Questions to answer »
**a.** Answer these questions from the Ebola news excerpt:
(i) What is Richard Ebright's position?
(ii) Which group relayed the anonymous allegations about the Dallas hospital?
(iii) How many infections has Emory reported among its staff so far?
**b.** Pick up the Ebola news excerpt after its last sentence and continue writing it.

Document segment »
Several news organizations reported late Wednesday that Vinson called federal health officials on Monday before boarding her flight to report that her temperature was elevated but that she was cleared to make the trip. None of the reports was attributed to an identified source, and they could not be independently confirmed right away.
“We will from this moment forward ensure that no other individual who is being monitored for exposure undergoes travel in any way other than controlled movement,” Frieden said.
The news this week began to leave the impression of leadership learning the pitfalls of public infection control as they go, in spite of months dealing with Ebola in this country, half a year suspecting this outbreak could wind up here, and years to prepare.
“Blood is on the hands of the CDC,” said Richard Ebright, a biosafety expert at Rutgers University who has been a critic of the agency. He said the CDC had flouted the advice of some experts, including that full-body suits should be required for treating Ebola.
Emory did not always use full-body suits, and as the virus wound down they scaled back their coverings, doctors there said. They have also said that Ebola, if approached properly, does not require the highest-level isolation units.
Some of the most disturbing allegations about the Dallas hospital came anonymously, through the group National Nurses United. The organization said it was relaying concerns from some nurses associated with the Ebola care in Texas: that on his return visit to the hospital, the Liberian patient, Duncan, was first left for several hours with other patients; that when a nursing supervisor arrived and demanded his isolation, hospital authorities put up resistance; and that his lab samples were sent through the hospital tube system, without being specially sealed, instead of hand-delivered.
The union did not identify the nurses, it said, out of concern for their jobs, and the claims could not be independently verified.
As for Emory, it has sent nurses to Texas to help the CDC team there educate the Dallas staff. A spokeswoman said those emissaries won’t deplete the crew Emory needs to care for its new patient, as well as the one who is recovering. So far, Emory has reported no infections among its staff.
But Emory has its limits.

Information given »
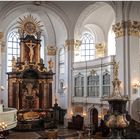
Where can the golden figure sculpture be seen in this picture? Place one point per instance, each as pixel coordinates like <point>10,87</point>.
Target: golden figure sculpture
<point>31,46</point>
<point>116,67</point>
<point>50,62</point>
<point>13,62</point>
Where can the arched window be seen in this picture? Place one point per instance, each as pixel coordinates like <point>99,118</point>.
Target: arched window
<point>93,85</point>
<point>87,48</point>
<point>13,48</point>
<point>61,61</point>
<point>106,84</point>
<point>79,85</point>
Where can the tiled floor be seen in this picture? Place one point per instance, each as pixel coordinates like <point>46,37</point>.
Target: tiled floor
<point>63,133</point>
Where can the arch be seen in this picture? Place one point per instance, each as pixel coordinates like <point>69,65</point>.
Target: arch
<point>48,14</point>
<point>98,9</point>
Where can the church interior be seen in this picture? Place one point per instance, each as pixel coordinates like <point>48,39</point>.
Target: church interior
<point>69,69</point>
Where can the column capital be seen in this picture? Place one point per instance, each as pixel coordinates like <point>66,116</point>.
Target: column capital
<point>119,29</point>
<point>51,49</point>
<point>133,28</point>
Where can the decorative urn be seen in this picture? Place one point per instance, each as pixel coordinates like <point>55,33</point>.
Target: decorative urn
<point>116,120</point>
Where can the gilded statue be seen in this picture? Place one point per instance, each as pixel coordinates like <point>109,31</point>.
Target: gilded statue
<point>13,63</point>
<point>116,67</point>
<point>50,62</point>
<point>31,46</point>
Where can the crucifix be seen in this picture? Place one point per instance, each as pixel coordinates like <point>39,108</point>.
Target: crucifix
<point>31,46</point>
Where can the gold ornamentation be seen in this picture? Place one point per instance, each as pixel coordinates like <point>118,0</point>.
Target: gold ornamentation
<point>52,50</point>
<point>119,29</point>
<point>13,63</point>
<point>133,28</point>
<point>29,24</point>
<point>31,46</point>
<point>116,67</point>
<point>100,49</point>
<point>50,62</point>
<point>73,44</point>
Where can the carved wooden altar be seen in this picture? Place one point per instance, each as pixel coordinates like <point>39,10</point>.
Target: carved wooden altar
<point>29,83</point>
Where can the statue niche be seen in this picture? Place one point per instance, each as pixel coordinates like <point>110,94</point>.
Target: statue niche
<point>29,82</point>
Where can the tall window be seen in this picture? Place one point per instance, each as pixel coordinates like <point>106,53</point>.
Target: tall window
<point>79,85</point>
<point>61,61</point>
<point>13,48</point>
<point>93,85</point>
<point>87,49</point>
<point>106,84</point>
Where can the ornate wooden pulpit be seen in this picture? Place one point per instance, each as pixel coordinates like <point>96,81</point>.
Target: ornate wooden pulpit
<point>29,83</point>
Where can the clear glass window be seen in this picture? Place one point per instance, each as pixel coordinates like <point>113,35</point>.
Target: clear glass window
<point>87,48</point>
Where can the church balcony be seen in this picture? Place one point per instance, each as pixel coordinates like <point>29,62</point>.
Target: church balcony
<point>90,100</point>
<point>104,61</point>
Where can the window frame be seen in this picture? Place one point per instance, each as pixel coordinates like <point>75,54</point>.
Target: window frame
<point>87,51</point>
<point>79,87</point>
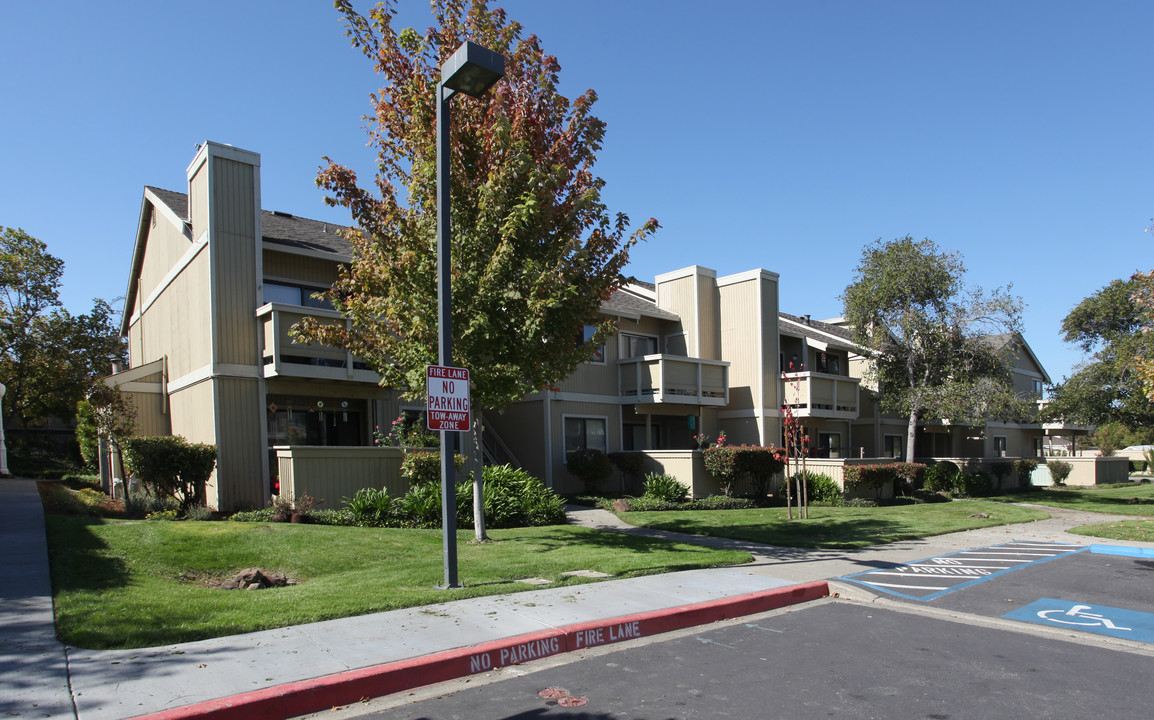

Results »
**a.**
(i) He is a biosafety expert at Rutgers University.
(ii) National Nurses United.
(iii) None.

**b.**
“The plan to rely on just these special units is not sufficient,” William Bornstein, Emory Healthcare’s chief quality and medical officer, said in an e-mail. While Emory is prepared to treat any patient with Ebola, he said — even outside its isolation unit — it only has so many resources. “We think it is imperative that other hospitals prepare to take care of these patients,” he said.
Special units similar to Emory’s exist in Nebraska, which currently has patients, Maryland and Montana.
Joann Hoven, a spokeswoman for Providence St. Patrick’s Hospital in Missoula, Mont., told the AJC that the three-bed “care and isolation unit” was not ready to accept Ebola patients, and the hospital didn’t know whether it would be able to in the near future. Completed in early 2008, the unit has never been used beyond drills, said Hoven.
“We have the capacity to treat maybe one patient, and right now we’re not going to accept any,” Hoven said.
The Special Clinical Studies Unit at the National Institutes of Health's Clinical Center in Maryland has seven beds. The Nebraska facility has 10. But officials said not all of those beds are necessarily free for Ebola patients.
In Georgia, leaders seemed caught between hope and realism.
“I am told that all of our hospitals have the capacity to deal with infectious diseases, and with that kind of ability and isolation we should be able to take care of them, at least in the short-term,” said Gov. Nathan Deal.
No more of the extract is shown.